SET TASK: Reproduce every line of the material below without any changes.

— START OF INFORMATION GIVEN —

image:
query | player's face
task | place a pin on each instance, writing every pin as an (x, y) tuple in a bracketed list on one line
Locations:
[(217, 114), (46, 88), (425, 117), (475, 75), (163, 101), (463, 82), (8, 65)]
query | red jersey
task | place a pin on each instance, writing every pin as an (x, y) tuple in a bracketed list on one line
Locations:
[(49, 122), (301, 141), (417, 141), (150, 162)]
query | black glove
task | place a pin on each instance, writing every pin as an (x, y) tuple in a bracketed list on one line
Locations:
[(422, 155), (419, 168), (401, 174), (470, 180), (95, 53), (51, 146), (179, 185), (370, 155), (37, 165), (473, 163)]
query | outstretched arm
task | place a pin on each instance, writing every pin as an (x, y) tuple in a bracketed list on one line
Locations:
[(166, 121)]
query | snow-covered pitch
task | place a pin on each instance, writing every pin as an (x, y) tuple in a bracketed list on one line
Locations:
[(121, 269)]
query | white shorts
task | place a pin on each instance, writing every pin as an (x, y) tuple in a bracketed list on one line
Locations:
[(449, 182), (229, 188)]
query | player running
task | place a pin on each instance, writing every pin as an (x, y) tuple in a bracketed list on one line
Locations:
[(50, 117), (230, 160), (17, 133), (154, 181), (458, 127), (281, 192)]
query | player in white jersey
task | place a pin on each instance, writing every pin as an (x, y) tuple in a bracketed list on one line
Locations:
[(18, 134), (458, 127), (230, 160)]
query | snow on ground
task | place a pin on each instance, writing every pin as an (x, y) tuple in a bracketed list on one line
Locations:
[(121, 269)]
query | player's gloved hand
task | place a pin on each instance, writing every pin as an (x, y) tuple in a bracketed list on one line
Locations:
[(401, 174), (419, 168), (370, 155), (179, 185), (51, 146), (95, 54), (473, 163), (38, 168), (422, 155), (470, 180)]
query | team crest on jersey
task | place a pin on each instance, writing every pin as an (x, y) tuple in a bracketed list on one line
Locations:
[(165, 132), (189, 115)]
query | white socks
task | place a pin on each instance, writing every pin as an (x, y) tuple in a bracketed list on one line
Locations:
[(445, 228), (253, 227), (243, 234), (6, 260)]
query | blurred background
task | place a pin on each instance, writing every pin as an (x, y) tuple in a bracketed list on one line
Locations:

— END OF INFORMATION GIVEN —

SOLUTION FOR THIS PROBLEM:
image:
query | player's face
task | place a pin on each instance, writing every pin as an (x, y) tuple in a bracketed list on one line
Locations:
[(217, 114), (46, 88), (425, 117), (475, 75), (163, 101), (463, 82), (8, 65)]
query | red jersey
task | place a pin on each instance, writing every pin as an (x, y) tuple in a bracketed list on one line
Locations:
[(49, 122), (301, 141), (417, 141), (150, 162)]
query | black glove
task | place a pin on each instance, writing every pin as an (x, y) tuple in a bracketed list on one line
Locations:
[(422, 155), (419, 168), (401, 174), (470, 180), (95, 53), (51, 146), (179, 185), (370, 155), (37, 165), (473, 163)]
query | outstretched arm
task | place a pin on each instance, writing every pin as an (x, y) tuple in a bracketed list on one line
Locations:
[(166, 121)]
query | snow-covered pitch
task | place a pin on each instance, writing every pin as an (x, y) tuple in a bracketed list on one line
Locations:
[(121, 269)]
query | white shorts
task | place a pin on each instance, writing every pin as an (x, y) tuple in a bracketed list on one line
Locations:
[(449, 182), (229, 188)]
query | player running
task | place a pin on each instance, writing every pin as an (x, y) tuple in a bracketed list on one line
Locations:
[(50, 117), (230, 160), (17, 133), (154, 181), (458, 127), (281, 192)]
query | player in white jersey
task | place a pin on each instance, writing every pin as an (x, y) tuple in a bracketed list on one line
Locations:
[(18, 134), (458, 127), (230, 160)]
query | snow on ground
task | place a pin on each instance, writing every pin as an (x, y) tuple in a bracketed list on one line
Locations:
[(121, 269)]
query | player's gloved hand
task | place a pin on each instance, writing every pin as an (x, y) tuple in a bracketed list on one line
Locations:
[(401, 174), (419, 168), (370, 155), (179, 185), (51, 146), (95, 54), (473, 163), (38, 168), (422, 155), (470, 180)]
query | team crest on jersey
task | place a pin on each instance, writing every pin as an (x, y) tuple in a bracketed list on one line
Locations:
[(165, 132), (189, 115)]
query | white socks
task | place a pin on each instance, writing every pin as an (x, y) tuple in a bracketed list on one line
Locations:
[(445, 228), (253, 227), (243, 234), (6, 260)]
query | blurred background
task | place a pin on each instance, writing every pin as an (x, y) tuple in a bracketed list on one line
Locations:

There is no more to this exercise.